-- START OF Data to use --

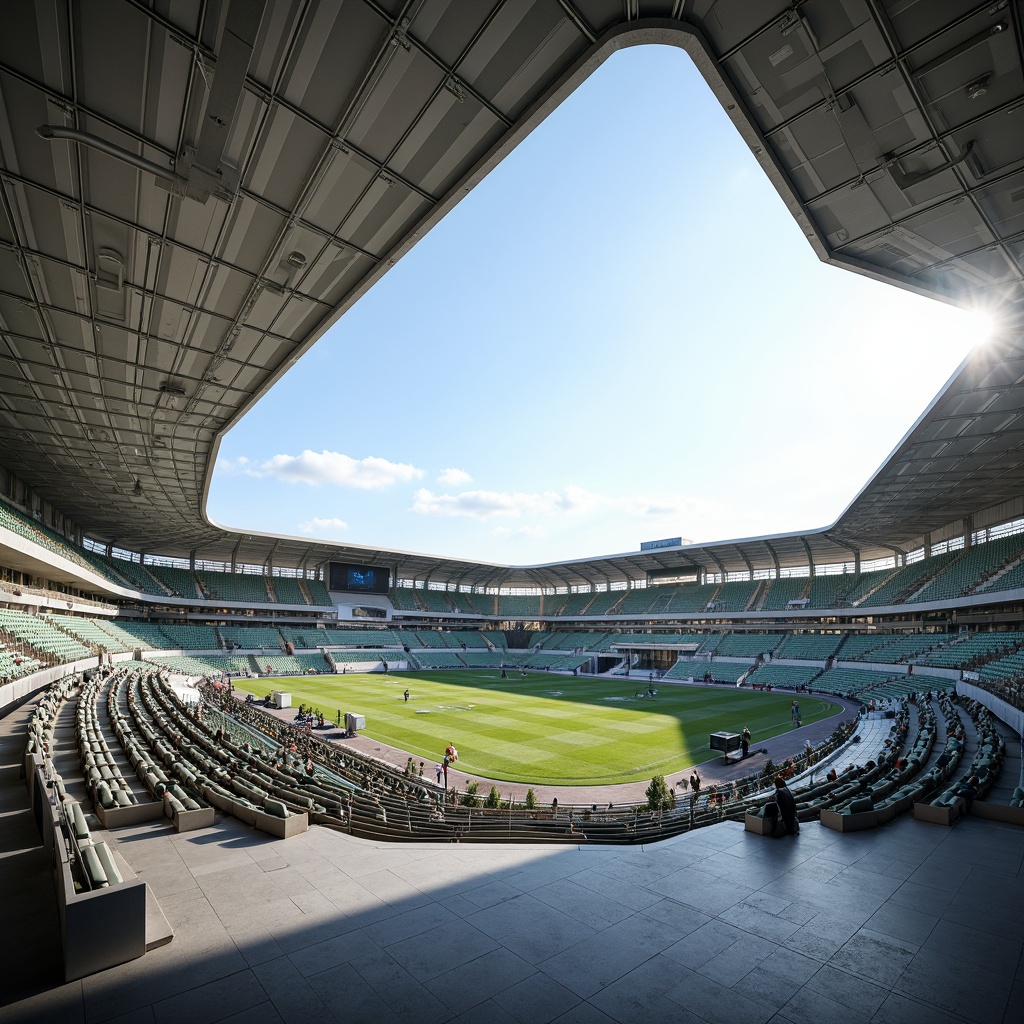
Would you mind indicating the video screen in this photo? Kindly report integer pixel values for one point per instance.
(360, 579)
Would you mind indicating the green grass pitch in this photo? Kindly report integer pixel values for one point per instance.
(549, 729)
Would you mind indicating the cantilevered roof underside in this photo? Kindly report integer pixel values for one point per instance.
(219, 181)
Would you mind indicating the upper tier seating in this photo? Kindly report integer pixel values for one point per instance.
(832, 591)
(736, 596)
(318, 593)
(91, 633)
(519, 605)
(287, 590)
(808, 646)
(969, 649)
(970, 568)
(43, 636)
(435, 600)
(782, 675)
(576, 604)
(251, 637)
(238, 587)
(747, 645)
(902, 584)
(181, 583)
(781, 592)
(403, 599)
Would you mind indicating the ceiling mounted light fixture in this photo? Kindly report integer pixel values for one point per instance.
(977, 88)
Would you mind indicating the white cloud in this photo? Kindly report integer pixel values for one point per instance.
(570, 500)
(372, 473)
(452, 476)
(528, 532)
(318, 526)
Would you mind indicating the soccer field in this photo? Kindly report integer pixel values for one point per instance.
(550, 729)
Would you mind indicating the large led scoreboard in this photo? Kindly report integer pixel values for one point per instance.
(357, 579)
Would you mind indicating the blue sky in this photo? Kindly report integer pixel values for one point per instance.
(621, 335)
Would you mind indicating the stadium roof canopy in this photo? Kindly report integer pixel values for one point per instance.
(194, 192)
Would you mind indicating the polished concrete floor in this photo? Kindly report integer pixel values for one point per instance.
(911, 923)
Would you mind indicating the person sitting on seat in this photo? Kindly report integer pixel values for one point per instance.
(786, 807)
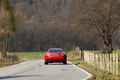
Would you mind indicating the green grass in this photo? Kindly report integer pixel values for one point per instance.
(98, 74)
(29, 55)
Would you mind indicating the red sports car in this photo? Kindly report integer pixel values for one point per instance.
(55, 55)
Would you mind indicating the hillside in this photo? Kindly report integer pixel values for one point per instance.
(46, 23)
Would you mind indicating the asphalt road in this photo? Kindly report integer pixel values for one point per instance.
(36, 70)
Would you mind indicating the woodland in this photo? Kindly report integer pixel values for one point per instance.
(66, 24)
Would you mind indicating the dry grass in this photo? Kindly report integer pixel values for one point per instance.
(96, 72)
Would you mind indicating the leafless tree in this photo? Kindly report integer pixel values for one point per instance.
(7, 24)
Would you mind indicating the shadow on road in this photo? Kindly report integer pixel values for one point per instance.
(59, 64)
(8, 77)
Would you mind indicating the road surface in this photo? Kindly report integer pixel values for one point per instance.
(36, 70)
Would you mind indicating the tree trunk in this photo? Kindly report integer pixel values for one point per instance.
(4, 46)
(108, 43)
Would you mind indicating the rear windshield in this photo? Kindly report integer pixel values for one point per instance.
(55, 50)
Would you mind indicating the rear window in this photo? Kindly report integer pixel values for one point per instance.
(55, 50)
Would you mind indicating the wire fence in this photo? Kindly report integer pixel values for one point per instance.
(107, 62)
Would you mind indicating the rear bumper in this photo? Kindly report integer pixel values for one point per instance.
(55, 59)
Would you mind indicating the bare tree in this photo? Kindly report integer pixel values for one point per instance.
(104, 16)
(7, 24)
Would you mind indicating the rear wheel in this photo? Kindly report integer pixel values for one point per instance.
(46, 63)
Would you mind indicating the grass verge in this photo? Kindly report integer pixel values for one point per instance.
(97, 73)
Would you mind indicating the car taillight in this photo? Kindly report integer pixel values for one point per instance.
(47, 54)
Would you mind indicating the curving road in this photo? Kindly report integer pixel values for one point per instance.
(36, 70)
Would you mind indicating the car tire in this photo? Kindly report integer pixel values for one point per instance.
(64, 62)
(46, 63)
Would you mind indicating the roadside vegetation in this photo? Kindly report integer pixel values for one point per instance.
(18, 57)
(74, 58)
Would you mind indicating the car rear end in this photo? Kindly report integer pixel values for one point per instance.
(55, 57)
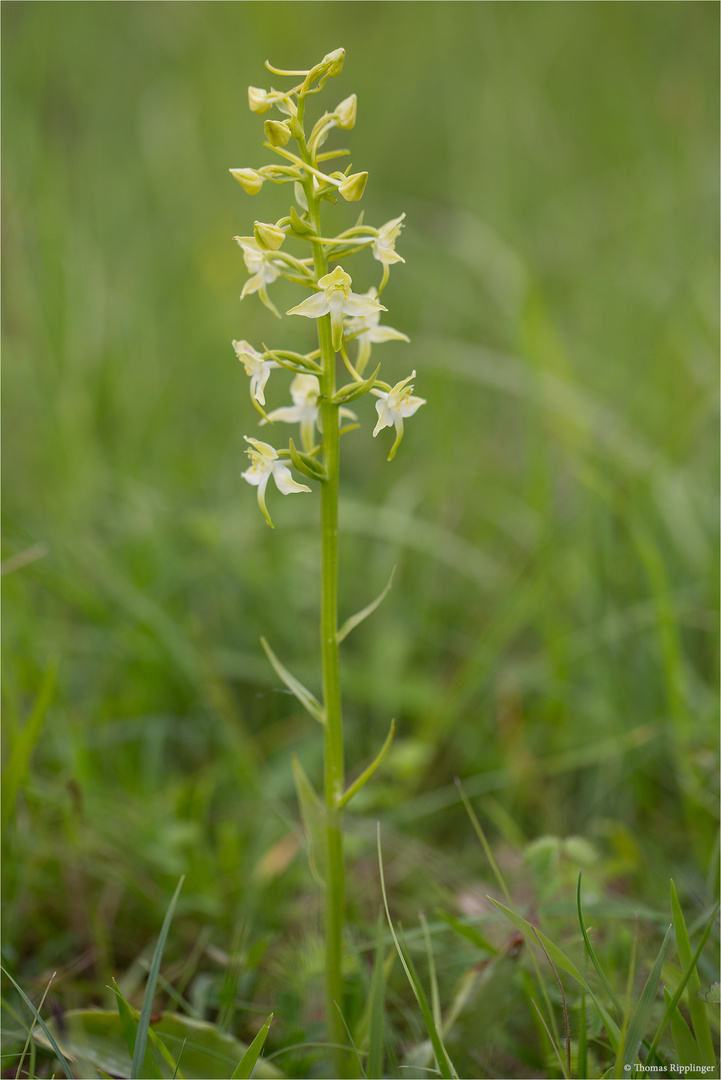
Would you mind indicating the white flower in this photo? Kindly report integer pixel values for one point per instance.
(383, 246)
(264, 463)
(345, 112)
(304, 391)
(260, 267)
(256, 366)
(367, 332)
(337, 299)
(393, 406)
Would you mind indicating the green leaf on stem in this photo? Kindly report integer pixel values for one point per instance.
(308, 466)
(309, 701)
(353, 390)
(314, 821)
(356, 619)
(367, 773)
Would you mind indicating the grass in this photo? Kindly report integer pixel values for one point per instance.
(551, 636)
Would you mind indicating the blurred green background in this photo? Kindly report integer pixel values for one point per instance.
(551, 635)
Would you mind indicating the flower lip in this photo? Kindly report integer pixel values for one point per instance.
(336, 298)
(264, 463)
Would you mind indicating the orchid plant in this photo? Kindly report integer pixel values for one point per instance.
(318, 406)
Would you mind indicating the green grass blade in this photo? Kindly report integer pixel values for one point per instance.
(641, 1014)
(443, 1060)
(367, 773)
(551, 1040)
(680, 988)
(592, 954)
(16, 768)
(582, 1060)
(377, 1018)
(308, 700)
(247, 1063)
(562, 961)
(351, 1040)
(29, 1042)
(144, 1023)
(435, 997)
(696, 1007)
(128, 1018)
(481, 836)
(60, 1056)
(684, 1043)
(471, 933)
(356, 619)
(313, 814)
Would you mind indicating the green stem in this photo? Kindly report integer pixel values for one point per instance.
(335, 894)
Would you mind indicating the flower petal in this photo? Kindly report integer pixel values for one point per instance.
(284, 481)
(362, 306)
(313, 307)
(378, 334)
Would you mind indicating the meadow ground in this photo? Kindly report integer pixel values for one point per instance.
(551, 637)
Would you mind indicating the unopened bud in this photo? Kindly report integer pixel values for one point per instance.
(268, 235)
(258, 99)
(277, 132)
(248, 178)
(353, 187)
(345, 112)
(335, 62)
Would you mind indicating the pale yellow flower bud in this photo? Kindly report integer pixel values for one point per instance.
(353, 187)
(268, 235)
(335, 62)
(248, 178)
(345, 112)
(277, 132)
(258, 99)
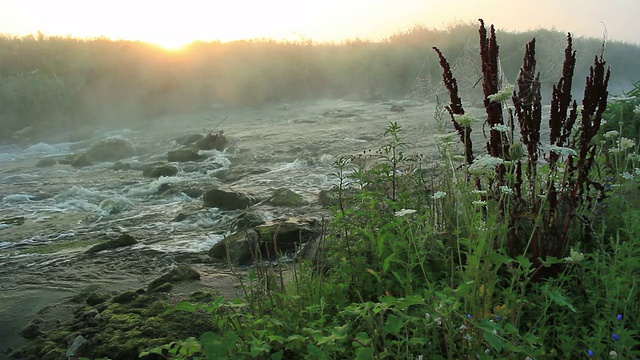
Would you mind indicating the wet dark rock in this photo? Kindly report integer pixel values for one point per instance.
(226, 199)
(185, 154)
(396, 108)
(46, 162)
(125, 297)
(213, 141)
(157, 170)
(31, 331)
(179, 274)
(121, 166)
(289, 234)
(286, 197)
(122, 241)
(189, 139)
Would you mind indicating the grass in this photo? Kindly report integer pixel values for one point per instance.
(520, 251)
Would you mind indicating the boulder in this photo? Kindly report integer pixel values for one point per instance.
(286, 197)
(227, 199)
(122, 241)
(121, 166)
(213, 141)
(156, 170)
(185, 154)
(266, 241)
(46, 162)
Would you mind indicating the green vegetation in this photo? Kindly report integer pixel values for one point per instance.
(527, 251)
(62, 83)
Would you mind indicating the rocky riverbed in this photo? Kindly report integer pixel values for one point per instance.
(53, 210)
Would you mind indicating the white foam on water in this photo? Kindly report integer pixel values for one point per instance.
(152, 187)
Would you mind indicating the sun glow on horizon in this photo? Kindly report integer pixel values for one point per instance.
(173, 25)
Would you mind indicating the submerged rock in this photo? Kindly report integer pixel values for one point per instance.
(156, 170)
(267, 241)
(179, 274)
(46, 162)
(227, 199)
(122, 241)
(286, 197)
(185, 154)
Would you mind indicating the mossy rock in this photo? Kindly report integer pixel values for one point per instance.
(179, 274)
(122, 241)
(125, 297)
(286, 197)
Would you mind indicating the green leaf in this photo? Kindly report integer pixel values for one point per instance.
(364, 353)
(393, 324)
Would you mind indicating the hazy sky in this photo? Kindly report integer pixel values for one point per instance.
(178, 22)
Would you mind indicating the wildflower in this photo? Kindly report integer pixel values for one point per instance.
(627, 176)
(438, 195)
(611, 134)
(562, 150)
(516, 151)
(626, 143)
(500, 128)
(404, 212)
(574, 256)
(506, 190)
(502, 95)
(464, 120)
(483, 164)
(445, 138)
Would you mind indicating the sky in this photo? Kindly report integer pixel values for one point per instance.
(179, 22)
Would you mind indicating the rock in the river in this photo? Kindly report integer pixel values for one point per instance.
(286, 197)
(274, 238)
(46, 162)
(226, 199)
(122, 241)
(179, 274)
(121, 166)
(213, 141)
(156, 170)
(185, 154)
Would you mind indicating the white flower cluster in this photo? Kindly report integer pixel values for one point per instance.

-- END OF Data to use --

Output the records as a Markdown table with the columns "Row" and "Line," one numbered row per nonblank line. Start at the line containing "Would you mind indicating the wildflower" and end at the final line of the records, including both.

== Complete response ==
| Row | Line |
|---|---|
| 1 | Would you mind indicating the wildflower in this photo? Kindly report integer pixel values for one point per instance. |
| 2 | (627, 176) |
| 3 | (438, 195) |
| 4 | (611, 134) |
| 5 | (562, 150) |
| 6 | (516, 151) |
| 7 | (626, 143) |
| 8 | (500, 128) |
| 9 | (404, 212) |
| 10 | (574, 256) |
| 11 | (506, 190) |
| 12 | (502, 95) |
| 13 | (464, 120) |
| 14 | (483, 164) |
| 15 | (445, 138) |
| 16 | Would you mind indicating the sky in this photo? Kindly report integer pixel values for one point per instance. |
| 17 | (179, 22) |
| 18 | Would you mind indicating the rock in the river in this photo? Kindly report integer pixel values for one point per instance. |
| 19 | (286, 197) |
| 20 | (274, 238) |
| 21 | (46, 162) |
| 22 | (226, 199) |
| 23 | (122, 241) |
| 24 | (179, 274) |
| 25 | (121, 166) |
| 26 | (213, 141) |
| 27 | (156, 170) |
| 28 | (185, 154) |
| 29 | Would you mind indicating the white flower cluster in this photo? Kindly report integer pixel values for one point per instance. |